• EXERCISE REQUIREMENTS: Format the lines below as a numbered list, skipping any blank lines and leaving the pictures out of your answer.

--*--

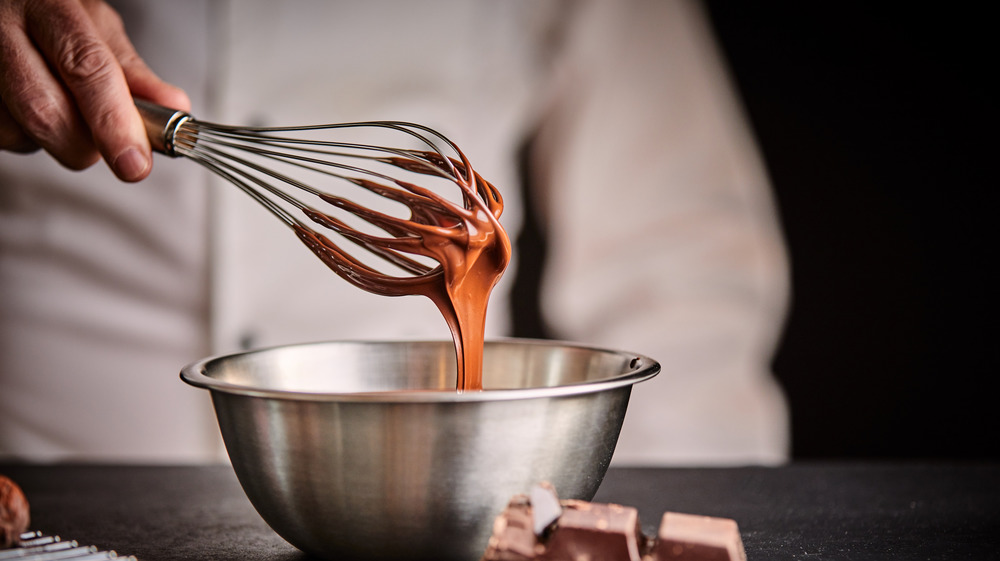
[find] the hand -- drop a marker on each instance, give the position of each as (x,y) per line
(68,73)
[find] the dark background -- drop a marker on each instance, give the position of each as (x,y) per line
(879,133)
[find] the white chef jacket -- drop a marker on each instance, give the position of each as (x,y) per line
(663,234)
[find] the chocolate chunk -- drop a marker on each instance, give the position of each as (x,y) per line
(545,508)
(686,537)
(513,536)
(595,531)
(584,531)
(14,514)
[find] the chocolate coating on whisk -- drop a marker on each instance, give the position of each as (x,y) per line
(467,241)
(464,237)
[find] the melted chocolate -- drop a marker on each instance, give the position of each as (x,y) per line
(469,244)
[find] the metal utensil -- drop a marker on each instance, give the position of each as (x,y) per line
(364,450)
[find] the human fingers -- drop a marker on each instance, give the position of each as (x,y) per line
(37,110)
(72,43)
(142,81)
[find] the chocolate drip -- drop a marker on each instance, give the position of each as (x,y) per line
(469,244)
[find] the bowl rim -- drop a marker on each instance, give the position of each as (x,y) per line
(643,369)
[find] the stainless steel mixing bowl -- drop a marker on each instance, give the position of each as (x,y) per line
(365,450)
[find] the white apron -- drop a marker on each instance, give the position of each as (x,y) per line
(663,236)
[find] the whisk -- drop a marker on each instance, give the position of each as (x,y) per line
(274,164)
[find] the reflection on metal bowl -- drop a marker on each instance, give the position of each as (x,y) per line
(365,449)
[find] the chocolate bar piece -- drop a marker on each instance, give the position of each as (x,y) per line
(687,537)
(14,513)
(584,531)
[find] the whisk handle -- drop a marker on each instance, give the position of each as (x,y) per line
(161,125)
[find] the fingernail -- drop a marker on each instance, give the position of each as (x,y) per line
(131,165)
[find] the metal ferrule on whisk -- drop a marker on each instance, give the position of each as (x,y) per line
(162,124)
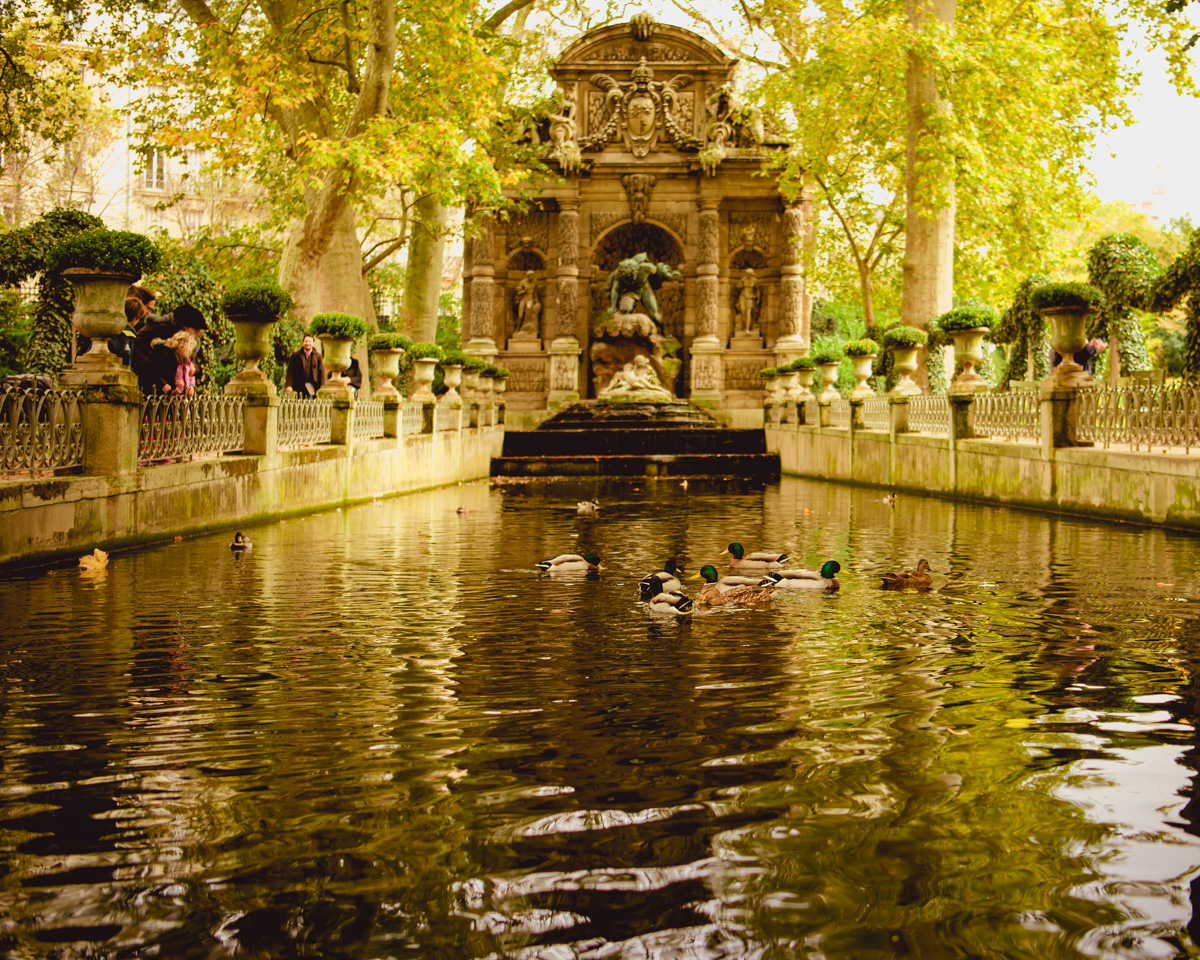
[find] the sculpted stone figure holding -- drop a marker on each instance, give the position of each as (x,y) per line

--*--

• SOLUTION TO THIS PROBLEM:
1. [find] the hand -- drop a marker on each instance, give the position of each as (x,y) per line
2. (68,73)
3. [find] the dark background -- drop a marker on each instance, give the position of each as (x,y) per line
4. (879,133)
5. [find] the white chef jacket -- drop a marker on each instance, give the position of each as (x,y) per line
6. (663,234)
7. [find] the chocolate chunk -- drop a marker on each instance, give the position of each as (x,y) per line
8. (545,508)
9. (686,537)
10. (513,536)
11. (595,531)
12. (584,531)
13. (14,514)
14. [find] the chocolate coating on whisk -- drop a marker on each instance, give the position of each as (x,y) per line
15. (467,241)
16. (464,237)
17. [find] the melted chocolate -- drop a marker on each instance, give the position of each as (x,y) per line
18. (469,244)
19. [find] the metal utensil -- drop a marker on each instance, give the position of each as (x,y) per line
20. (364,450)
21. [find] the human fingers -- drop a marker on each instance, give the position of each as (x,y) per line
22. (37,110)
23. (72,43)
24. (142,81)
25. [find] the chocolate drip -- drop a marker on each instance, give the position of each as (x,y) per line
26. (469,244)
27. [find] the bowl rim -- drop a marker on each instance, give the position of each as (x,y) per line
28. (643,369)
29. [find] the stainless steel mixing bowl -- drop a marker on each instance, give the position of each as (x,y) per line
30. (365,450)
31. [find] the white apron -- drop a marker on each instance, give the position of each as (x,y) per line
32. (663,236)
33. [find] the whisk -- drop a marker on each instance, give the position of each as (x,y) per line
34. (274,164)
35. [find] the reflection on metal bowl -- drop a marker on each instance, give the position of each as (x,y) per line
36. (365,449)
37. [find] the chocolate bar piece -- drop a marker on each instance, give the position of each as (x,y) per line
38. (687,537)
39. (14,513)
40. (584,531)
41. [find] the whisk handle -- drop a marker on each instance, give the position of each as (x,y) per line
42. (161,125)
43. [find] the fingernail -- drop a marker on each instance, give the position of each as (x,y) per line
44. (131,165)
45. [find] the metal ferrule on whisk -- drop a marker on each instance, give the position of each as (x,y) per line
46. (162,124)
47. [find] the sculpted stone figure holding -- drop a marker on each instance, give the position of each as (x,y) per line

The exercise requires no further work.